═══ RECORDS SUPPLIED ═══
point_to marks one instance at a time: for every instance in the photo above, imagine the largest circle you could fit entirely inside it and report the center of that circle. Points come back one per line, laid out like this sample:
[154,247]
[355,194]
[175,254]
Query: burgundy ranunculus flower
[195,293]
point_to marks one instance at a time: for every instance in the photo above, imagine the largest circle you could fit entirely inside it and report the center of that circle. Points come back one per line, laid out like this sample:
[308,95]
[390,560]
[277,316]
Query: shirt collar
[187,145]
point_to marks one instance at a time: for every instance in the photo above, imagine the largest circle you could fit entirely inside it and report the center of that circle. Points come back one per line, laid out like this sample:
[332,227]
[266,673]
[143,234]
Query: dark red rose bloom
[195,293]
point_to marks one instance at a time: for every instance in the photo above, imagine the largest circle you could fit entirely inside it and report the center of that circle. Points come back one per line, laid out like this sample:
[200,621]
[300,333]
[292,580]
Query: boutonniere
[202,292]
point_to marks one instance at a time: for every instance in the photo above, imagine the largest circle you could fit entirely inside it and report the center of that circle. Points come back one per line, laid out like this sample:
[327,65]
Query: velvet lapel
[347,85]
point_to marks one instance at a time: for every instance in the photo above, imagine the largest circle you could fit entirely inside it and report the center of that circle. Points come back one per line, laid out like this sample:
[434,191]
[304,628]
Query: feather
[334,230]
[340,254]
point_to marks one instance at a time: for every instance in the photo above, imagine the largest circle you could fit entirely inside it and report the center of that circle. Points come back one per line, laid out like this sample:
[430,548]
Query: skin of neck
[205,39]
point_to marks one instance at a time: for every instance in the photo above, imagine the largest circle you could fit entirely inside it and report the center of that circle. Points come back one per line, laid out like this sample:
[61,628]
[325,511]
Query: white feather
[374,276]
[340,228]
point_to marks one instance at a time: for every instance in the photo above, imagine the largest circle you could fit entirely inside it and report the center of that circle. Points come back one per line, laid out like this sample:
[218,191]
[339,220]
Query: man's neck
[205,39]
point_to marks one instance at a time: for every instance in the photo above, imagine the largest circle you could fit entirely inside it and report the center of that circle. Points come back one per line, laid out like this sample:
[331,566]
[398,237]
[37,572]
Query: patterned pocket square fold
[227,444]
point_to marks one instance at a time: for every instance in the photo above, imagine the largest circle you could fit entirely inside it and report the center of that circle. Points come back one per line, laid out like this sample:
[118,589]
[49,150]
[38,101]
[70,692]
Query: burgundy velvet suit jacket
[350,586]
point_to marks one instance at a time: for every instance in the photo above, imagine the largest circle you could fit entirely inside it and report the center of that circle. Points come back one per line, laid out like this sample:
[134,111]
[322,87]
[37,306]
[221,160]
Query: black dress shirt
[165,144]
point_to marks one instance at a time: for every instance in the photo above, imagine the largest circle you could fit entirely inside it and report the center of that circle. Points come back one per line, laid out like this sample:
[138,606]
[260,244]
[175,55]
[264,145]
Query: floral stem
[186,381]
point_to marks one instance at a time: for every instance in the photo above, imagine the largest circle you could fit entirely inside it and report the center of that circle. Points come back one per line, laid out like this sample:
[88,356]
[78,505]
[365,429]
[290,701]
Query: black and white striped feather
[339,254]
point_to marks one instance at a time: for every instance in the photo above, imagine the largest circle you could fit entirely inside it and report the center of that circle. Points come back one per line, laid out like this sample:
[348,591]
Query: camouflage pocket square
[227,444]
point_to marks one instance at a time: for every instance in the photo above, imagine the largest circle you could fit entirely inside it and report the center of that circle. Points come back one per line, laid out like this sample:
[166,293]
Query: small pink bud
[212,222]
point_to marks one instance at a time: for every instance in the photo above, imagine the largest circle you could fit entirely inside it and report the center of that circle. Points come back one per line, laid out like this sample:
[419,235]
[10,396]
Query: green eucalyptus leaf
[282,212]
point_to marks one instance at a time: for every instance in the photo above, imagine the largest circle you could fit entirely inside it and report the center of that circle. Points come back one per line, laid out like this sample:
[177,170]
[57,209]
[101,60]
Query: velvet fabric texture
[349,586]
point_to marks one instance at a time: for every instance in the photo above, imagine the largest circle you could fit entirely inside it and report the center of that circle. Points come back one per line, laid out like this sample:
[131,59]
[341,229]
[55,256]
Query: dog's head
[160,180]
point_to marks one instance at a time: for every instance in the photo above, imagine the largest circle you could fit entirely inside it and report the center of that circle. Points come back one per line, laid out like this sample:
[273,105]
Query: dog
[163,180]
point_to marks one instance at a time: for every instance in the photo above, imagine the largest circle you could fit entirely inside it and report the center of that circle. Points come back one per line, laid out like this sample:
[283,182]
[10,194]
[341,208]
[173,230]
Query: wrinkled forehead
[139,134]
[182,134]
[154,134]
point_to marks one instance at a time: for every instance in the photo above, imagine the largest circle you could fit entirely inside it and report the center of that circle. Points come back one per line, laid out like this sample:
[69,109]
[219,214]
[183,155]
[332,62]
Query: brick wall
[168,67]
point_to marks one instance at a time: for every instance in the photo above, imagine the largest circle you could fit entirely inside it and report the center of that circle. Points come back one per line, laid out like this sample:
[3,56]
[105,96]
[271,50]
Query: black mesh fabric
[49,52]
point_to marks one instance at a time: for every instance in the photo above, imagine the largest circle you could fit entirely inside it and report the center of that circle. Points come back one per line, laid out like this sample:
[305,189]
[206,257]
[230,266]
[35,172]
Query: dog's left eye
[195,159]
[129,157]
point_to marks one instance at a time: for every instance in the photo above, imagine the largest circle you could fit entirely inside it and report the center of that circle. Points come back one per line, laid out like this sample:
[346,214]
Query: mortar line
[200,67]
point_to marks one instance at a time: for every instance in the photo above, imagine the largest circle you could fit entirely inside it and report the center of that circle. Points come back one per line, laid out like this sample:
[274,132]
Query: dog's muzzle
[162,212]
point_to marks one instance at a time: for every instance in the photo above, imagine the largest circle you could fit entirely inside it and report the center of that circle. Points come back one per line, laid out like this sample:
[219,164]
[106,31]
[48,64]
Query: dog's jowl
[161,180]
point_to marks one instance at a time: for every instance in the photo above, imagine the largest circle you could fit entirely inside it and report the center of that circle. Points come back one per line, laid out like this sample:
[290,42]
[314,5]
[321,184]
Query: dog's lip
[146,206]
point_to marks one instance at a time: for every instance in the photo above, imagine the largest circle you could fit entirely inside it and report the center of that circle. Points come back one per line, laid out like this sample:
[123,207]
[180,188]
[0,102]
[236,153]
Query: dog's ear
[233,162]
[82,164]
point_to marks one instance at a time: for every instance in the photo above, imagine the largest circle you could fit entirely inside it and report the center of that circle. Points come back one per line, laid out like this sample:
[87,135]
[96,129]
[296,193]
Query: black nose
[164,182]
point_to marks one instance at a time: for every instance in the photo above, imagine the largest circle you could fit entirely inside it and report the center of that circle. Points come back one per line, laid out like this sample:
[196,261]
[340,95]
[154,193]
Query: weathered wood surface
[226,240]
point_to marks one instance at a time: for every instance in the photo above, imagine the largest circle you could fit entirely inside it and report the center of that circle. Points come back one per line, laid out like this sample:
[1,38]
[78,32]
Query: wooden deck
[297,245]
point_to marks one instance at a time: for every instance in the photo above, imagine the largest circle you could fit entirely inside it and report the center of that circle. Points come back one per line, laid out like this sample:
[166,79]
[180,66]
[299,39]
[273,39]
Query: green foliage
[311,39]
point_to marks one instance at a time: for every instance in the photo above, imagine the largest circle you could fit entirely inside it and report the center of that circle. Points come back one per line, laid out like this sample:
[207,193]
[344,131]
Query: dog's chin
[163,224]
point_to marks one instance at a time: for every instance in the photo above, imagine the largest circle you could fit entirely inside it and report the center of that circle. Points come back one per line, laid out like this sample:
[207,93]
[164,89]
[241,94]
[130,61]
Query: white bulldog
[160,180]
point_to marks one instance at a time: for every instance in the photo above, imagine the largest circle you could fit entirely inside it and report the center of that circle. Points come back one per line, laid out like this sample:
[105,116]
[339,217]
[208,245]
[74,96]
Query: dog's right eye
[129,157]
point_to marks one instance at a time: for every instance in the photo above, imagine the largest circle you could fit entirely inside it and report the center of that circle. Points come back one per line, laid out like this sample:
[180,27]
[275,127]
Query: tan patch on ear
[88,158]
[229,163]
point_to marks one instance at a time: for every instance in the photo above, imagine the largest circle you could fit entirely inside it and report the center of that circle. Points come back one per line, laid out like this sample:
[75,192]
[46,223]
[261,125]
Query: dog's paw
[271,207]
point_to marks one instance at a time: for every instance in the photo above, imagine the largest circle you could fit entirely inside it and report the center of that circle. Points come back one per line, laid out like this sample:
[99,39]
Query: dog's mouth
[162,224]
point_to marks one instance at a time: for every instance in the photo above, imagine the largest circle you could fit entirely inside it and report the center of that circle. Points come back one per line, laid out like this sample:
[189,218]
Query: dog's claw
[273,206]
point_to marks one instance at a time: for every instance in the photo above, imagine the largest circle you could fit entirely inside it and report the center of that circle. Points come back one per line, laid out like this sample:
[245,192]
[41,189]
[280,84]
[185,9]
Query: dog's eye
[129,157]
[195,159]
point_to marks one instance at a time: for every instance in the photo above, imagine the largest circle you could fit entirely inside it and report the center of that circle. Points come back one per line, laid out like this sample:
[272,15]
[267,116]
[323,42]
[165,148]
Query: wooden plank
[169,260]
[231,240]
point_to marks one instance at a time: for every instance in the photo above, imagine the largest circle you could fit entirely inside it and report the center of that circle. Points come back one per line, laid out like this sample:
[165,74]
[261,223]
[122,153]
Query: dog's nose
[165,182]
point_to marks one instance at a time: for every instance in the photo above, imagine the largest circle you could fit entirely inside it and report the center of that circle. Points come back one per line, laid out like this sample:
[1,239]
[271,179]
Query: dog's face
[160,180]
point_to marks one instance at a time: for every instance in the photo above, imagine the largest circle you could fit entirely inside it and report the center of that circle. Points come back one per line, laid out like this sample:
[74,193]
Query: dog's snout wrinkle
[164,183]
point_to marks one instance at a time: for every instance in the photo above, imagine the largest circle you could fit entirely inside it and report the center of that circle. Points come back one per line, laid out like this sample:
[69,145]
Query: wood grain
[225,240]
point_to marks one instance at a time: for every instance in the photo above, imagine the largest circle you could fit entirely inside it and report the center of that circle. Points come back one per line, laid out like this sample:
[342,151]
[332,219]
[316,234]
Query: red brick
═══
### TO BE DONE
List every line in the records above that contains the string "shirt", matching case exactly.

### ANSWER IN FULL
Query: shirt collar
Query: black dress shirt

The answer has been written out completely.